La France insoumise persiste à renvoyer dos à dos le Hamas et Israël. En dépit des critiques de tous bords, le parti de Jean-Luc Mélenchon semble avoir trouvé de nouveaux alliés…
Sauve-qui-peut. Deux hommes en costume prennent la fuite tandis que l’union de la gauche rend l’âme, les initiales de la Nupes éparpillées façon puzzle aux pieds du Lider maximo des Insoumis. « Alors, Monsieur Mélenchon, quel effet ça vous fait d’être diabolisé ? », lui lance un personnage vêtu d’une marinière bleu-blanc-rouge sur laquelle sont étiquetés les mots « complotiste », « facho », « raciste », « populiste ». En face, l’homme à la cravate rouge semble interloqué, empêché par une queue de diable sur laquelle est écrit « antisémite », qui lui a poussé dans le dos. Le message de ce croquis est clair : Jean-Luc Mélenchon serait victime d’une entreprise de « diabolisation », abandonné de tous (comprendre le « système »), en raison de ses prises de position concernant le Hamas. En effet, depuis l’attaque sanglante du 7 octobre, les Insoumis ont pris le parti de renvoyer dos à dos Israël et le Hamas, qu’ils refusent toujours de qualifier d’ « organisation terroriste ».

════════════════

--- CONSIGNE DONNÉE A ---
Comptez les lignes des entrées où figure le mot « woman », puis indiquez uniquement ce nombre.
Le texte fourni et les entrées n'ont aucun rapport entre eux.

--- DONNÉES SOURCES ---

════════════════

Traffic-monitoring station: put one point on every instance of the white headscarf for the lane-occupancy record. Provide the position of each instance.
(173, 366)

════════════════

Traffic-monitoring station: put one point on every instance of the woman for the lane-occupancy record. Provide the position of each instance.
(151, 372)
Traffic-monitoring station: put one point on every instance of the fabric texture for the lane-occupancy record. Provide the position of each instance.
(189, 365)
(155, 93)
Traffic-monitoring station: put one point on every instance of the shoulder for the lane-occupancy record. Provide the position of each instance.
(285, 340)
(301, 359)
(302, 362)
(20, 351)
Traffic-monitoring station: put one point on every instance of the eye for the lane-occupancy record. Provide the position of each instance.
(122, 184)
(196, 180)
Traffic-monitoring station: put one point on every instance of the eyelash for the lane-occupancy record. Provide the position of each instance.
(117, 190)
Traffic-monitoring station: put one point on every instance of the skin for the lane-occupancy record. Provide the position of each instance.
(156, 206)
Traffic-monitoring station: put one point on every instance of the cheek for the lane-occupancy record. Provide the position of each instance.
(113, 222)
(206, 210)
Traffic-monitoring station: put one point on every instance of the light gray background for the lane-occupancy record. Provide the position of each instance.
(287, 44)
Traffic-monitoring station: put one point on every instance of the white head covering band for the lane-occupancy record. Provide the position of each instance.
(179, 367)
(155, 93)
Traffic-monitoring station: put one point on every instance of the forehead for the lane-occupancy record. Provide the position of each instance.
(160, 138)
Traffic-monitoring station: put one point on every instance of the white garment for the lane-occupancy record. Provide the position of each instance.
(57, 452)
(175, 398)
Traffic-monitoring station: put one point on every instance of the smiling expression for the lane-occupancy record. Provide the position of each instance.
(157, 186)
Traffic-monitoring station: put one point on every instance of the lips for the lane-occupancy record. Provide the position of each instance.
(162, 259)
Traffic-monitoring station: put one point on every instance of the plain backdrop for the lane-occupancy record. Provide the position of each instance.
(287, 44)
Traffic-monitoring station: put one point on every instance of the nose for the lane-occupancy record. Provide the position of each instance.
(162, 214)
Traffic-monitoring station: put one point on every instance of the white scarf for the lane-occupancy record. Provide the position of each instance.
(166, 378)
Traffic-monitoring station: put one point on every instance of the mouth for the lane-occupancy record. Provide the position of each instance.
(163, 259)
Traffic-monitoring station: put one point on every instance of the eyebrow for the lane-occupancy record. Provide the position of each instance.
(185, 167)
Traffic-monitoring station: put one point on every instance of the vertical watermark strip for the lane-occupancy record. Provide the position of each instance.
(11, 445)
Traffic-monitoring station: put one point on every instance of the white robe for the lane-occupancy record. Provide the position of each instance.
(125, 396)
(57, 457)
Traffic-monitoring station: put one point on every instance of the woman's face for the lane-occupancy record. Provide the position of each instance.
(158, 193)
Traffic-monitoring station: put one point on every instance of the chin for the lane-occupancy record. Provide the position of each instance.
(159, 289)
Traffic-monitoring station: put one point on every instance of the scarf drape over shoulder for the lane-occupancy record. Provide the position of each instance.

════════════════

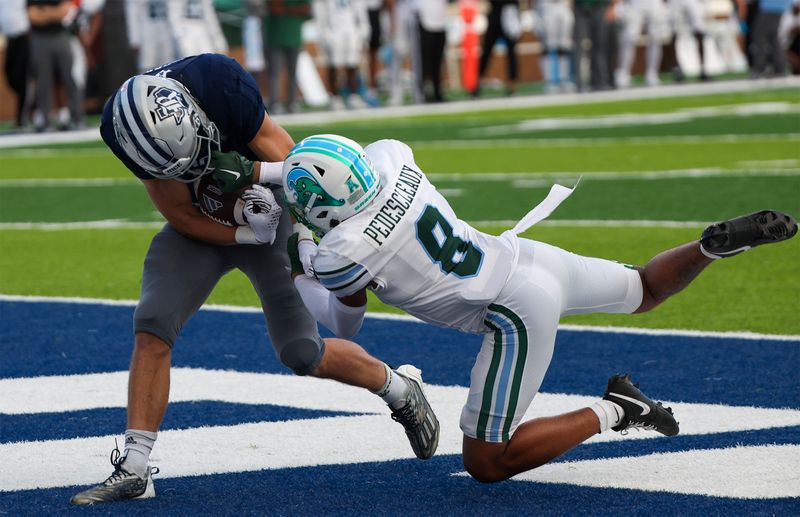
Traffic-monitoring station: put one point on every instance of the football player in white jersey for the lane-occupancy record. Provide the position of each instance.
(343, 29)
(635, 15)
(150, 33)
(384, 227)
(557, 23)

════════════════

--- CONSIGNE DONNÉE B ---
Selon le texte fourni, quel mot est inscrit sur la queue de diable qui a poussé dans le dos de l'homme à la cravate rouge ?

--- RÉPONSE A ---
2

--- RÉPONSE B ---
Le mot « antisémite ».